[Saved data entries]
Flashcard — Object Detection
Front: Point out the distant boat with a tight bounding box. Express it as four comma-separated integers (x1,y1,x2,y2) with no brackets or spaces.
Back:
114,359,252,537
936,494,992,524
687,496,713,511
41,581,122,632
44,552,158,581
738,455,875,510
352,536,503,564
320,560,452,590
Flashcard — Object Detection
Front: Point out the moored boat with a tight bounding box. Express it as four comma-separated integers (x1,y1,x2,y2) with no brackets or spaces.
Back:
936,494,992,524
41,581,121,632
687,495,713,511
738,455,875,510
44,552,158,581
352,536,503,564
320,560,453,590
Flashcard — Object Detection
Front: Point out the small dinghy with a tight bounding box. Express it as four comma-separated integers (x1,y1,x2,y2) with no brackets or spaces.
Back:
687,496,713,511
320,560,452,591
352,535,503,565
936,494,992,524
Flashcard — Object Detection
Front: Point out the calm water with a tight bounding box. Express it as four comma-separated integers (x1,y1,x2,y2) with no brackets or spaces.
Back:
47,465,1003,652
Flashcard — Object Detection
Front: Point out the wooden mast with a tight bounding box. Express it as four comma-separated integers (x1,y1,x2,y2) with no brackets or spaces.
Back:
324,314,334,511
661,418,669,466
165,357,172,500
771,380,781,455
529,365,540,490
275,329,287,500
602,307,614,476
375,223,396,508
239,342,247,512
...
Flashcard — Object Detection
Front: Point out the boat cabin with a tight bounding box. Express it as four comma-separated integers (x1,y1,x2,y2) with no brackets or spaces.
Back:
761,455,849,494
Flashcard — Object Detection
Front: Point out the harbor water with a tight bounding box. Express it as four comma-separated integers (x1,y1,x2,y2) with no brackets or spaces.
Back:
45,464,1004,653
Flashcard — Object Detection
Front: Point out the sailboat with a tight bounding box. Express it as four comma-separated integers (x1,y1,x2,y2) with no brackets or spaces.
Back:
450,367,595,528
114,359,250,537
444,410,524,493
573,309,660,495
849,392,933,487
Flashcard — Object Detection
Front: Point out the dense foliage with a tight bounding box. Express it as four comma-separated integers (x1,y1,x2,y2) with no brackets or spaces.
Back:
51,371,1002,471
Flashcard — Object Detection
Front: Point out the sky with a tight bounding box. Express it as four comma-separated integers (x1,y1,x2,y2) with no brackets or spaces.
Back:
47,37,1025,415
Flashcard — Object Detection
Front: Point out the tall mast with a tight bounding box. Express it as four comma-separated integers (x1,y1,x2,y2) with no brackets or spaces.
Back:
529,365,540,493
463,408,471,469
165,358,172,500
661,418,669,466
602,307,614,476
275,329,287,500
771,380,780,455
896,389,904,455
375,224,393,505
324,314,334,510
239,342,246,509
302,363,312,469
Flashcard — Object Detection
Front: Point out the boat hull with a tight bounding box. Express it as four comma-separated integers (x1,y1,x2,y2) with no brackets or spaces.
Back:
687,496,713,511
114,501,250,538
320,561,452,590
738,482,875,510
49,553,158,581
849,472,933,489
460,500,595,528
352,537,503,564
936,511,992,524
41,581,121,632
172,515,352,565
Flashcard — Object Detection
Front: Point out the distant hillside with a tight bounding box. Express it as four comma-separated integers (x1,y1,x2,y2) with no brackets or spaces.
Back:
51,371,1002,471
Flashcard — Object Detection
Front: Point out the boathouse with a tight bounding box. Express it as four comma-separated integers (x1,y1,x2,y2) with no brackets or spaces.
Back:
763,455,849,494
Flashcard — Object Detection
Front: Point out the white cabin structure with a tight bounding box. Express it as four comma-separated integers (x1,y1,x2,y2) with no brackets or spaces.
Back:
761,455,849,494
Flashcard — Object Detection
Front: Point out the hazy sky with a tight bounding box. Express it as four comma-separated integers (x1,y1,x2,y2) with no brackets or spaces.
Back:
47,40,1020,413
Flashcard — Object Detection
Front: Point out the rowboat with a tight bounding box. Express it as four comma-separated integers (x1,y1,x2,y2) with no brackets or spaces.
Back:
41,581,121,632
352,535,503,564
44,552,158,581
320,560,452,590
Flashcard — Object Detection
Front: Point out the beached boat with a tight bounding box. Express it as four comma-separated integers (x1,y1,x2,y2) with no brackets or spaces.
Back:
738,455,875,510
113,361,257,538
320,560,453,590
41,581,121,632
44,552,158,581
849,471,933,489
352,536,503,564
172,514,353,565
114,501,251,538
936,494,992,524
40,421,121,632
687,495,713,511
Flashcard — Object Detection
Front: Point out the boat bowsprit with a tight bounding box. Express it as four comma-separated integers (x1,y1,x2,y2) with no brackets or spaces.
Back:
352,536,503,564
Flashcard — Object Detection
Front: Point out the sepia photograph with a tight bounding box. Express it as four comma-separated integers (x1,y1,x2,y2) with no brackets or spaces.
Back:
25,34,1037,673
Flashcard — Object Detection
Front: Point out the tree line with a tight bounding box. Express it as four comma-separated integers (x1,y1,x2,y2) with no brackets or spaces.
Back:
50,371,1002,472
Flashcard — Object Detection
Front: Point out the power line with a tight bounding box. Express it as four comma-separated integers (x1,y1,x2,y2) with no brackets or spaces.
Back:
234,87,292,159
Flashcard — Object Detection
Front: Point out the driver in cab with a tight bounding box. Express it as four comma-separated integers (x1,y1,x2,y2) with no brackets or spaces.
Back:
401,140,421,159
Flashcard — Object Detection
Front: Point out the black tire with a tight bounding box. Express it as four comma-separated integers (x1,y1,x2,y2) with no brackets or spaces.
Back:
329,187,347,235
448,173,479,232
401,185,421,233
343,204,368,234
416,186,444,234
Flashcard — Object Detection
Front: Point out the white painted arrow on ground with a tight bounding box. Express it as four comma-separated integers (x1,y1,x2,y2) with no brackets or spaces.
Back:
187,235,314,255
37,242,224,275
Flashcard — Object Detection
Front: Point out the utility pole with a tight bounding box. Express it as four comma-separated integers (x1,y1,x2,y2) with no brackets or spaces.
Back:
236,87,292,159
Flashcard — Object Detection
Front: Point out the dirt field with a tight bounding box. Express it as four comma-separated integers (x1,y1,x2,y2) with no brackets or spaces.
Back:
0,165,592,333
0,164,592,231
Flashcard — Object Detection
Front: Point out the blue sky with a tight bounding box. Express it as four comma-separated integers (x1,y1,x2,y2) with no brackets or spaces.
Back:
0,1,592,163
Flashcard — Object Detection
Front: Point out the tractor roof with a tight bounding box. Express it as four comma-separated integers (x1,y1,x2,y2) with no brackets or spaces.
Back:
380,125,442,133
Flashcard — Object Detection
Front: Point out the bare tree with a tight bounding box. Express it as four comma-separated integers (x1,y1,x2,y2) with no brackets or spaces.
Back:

Problem description:
Count the lines in the rows above that contain the word "distant", treating uppercase and lowercase as different. Give only the number.

The output:
2